Brief:
Return the stretch of the text on aquaculture projections from "When the World" through "on the sector.", copied word for word.

Text section:
..............................
When the World Aquaculture Society requested me to prepare a keynote speech for its annual meeting in Sydney, Australia, this year, I was both pleased and apprehensive. The selected topic for the speech - whether aquaculture could bridge the gap between projected demand and supply of fishery products in the future, was a thorny one. During my many years at FAO, I had witnessed several attempts to deal with this topic and the results had always left me much less than satisfied. The challenge was how to improve on past attempts. With aquaculture products assuming more importance in international trade and food security at the national level, the analysis of development trends and projections of future growth of the sector are becoming more important, particularly to FAO, which monitors and reports on the sector.
Initially, most approaches were based on the analysis of rather poor aquaculture production statistics and/ or estimates of production. The information base improved as FAO began (1984) to collect statistics on aquaculture production and prices on a regular basis, and studies of trends began to include analysis of the evolution of aquaculture production over time (evolution curves). The analysis of annual growth rates (APRs) was added later to help extend present production trends and to generate possible future scenarios. This approach was incorporated in the more recent FAO Fisheries Circulars on the status of aquaculture.
Despite these improvements, aquaculture trends continued to be reviewed in isolation; i.e. without taking into account externalities which influence the sector.
If we are to produce more refined and useful projections on the capacity of the sector to grow and sell its product, it is preferable to first derive a global picture from an aggregate of regional or, better still, national, assessments. Second, the regional or national data must be examined in the context of a multi-parameter analysis. Third, information permitting, the analysis must be carried out in a broader context, incorporating external factors that can impact the sector.
..............................
Supplied information:

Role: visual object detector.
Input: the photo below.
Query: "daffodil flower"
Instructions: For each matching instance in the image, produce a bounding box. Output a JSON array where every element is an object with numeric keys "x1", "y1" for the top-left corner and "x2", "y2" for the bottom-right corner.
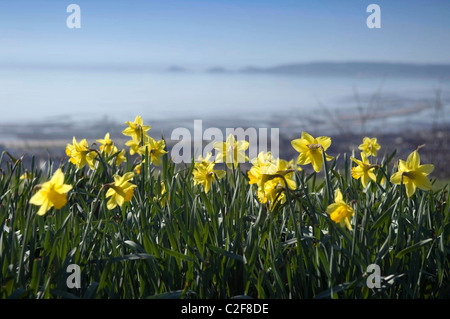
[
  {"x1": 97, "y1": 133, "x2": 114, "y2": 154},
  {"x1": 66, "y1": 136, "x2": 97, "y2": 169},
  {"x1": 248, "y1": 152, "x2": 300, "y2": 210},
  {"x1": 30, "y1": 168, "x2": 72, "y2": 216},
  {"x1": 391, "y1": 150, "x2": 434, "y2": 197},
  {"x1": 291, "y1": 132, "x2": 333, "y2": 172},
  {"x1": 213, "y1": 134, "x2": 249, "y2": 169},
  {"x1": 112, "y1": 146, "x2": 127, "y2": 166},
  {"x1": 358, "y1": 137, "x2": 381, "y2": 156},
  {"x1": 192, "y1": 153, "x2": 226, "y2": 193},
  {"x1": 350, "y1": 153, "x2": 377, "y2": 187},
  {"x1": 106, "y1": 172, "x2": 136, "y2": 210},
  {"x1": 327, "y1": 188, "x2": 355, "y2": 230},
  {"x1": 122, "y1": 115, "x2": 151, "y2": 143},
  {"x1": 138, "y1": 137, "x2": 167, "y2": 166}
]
..............................
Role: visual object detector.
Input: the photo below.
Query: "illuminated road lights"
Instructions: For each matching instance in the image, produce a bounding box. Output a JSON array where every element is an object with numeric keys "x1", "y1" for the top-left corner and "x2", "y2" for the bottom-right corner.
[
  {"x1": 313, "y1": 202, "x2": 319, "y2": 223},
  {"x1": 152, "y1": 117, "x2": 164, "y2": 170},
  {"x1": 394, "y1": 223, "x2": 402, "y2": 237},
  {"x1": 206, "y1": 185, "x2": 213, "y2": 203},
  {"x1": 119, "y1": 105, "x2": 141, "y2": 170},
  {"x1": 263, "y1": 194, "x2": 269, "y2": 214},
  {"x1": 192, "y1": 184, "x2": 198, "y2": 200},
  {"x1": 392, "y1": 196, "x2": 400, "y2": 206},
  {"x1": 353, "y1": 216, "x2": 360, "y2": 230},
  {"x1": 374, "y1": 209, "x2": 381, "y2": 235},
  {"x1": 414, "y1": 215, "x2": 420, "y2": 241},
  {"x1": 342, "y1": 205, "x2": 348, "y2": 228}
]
..............................
Solution to this task:
When the World Aquaculture Society requested me to prepare a keynote speech for its annual meeting in Sydney, Australia, this year, I was both pleased and apprehensive. The selected topic for the speech - whether aquaculture could bridge the gap between projected demand and supply of fishery products in the future, was a thorny one. During my many years at FAO, I had witnessed several attempts to deal with this topic and the results had always left me much less than satisfied. The challenge was how to improve on past attempts. With aquaculture products assuming more importance in international trade and food security at the national level, the analysis of development trends and projections of future growth of the sector are becoming more important, particularly to FAO, which monitors and reports on the sector.